Supplied passage:
[PATCH v2 4/7] perf: avoid a bounded set of visit_groups_merge iterators

From: Ian Rogers
Date: Wed Jul 24 2019 - 18:38:51 EST


Create a per-cpu array of iterators that gets resized when cgroup events
are added. The size of the array reflects the maximum depth of cgroups,
although not all cgroups will have events monitored within them. This
approach avoids added storage cost to perf_event.

Signed-off-by: Ian Rogers <irogers@xxxxxxxxxx>
---
include/linux/perf_event.h | 2 +
kernel/events/core.c | 87 +++++++++++++++++++++++++++++++-------
2 files changed, 73 insertions(+), 16 deletions(-)

Data excerpt:

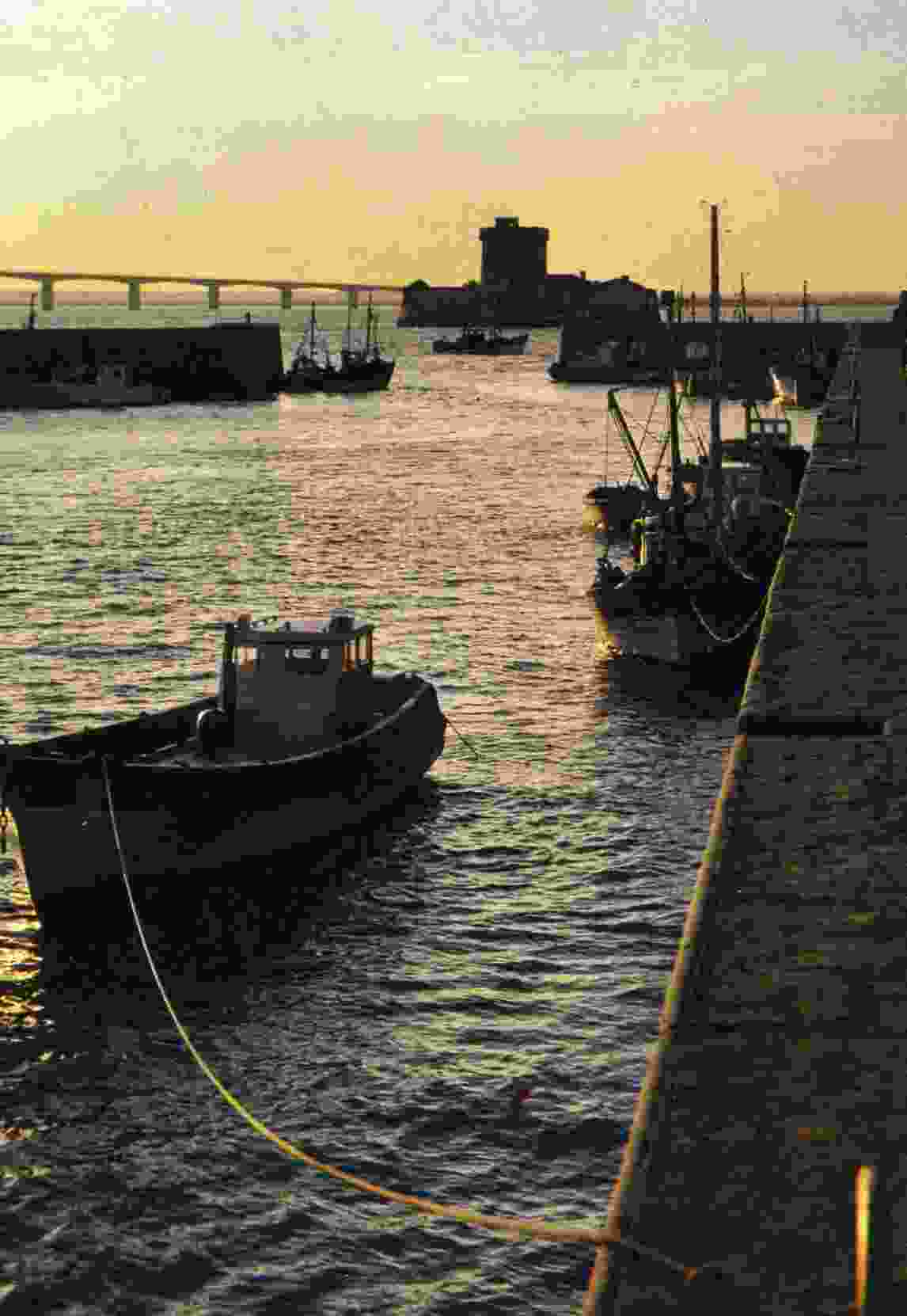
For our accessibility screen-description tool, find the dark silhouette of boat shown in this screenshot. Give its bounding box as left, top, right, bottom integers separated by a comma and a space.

Written exercise: Please copy the perf patch message above word for word, from "From: Ian Rogers" up to and including "cost to perf_event.".

Task result:
From: Ian Rogers
Date: Wed Jul 24 2019 - 18:38:51 EST


Create a per-cpu array of iterators that gets resized when cgroup events
are added. The size of the array reflects the maximum depth of cgroups,
although not all cgroups will have events monitored within them. This
approach avoids added storage cost to perf_event.